#### What is needed
Reproduce every item below with each occurrence of "thickest part" swapped for "widest part", leaving everything else unchanged, and omit the pictures from your output.

★ ★ ★ ★ ★

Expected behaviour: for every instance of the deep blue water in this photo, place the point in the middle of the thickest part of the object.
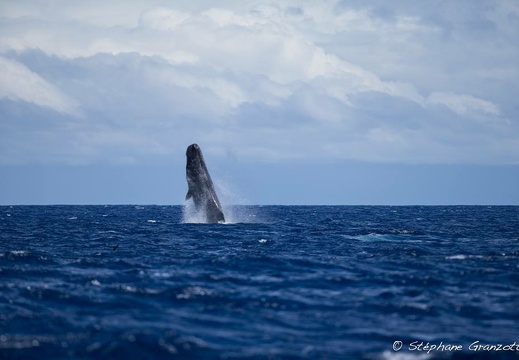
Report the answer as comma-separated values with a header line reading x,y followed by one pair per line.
x,y
281,282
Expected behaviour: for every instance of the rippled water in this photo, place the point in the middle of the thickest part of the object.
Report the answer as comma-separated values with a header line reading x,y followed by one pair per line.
x,y
277,282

★ ★ ★ ★ ★

#### Exercise result
Expected behaviour: for every instance of the deep blue water in this photo, place the point in the middle of the widest part of the object.
Report the answer as comma-separated values with a header line reading x,y followed by one pair per line.
x,y
281,282
Expected behaviour: for every instance of the rippled water in this photo, place the point in the middle of the widest part of the object.
Report the answer as comma-separated values with a header line reading x,y followed by one pair per line.
x,y
277,282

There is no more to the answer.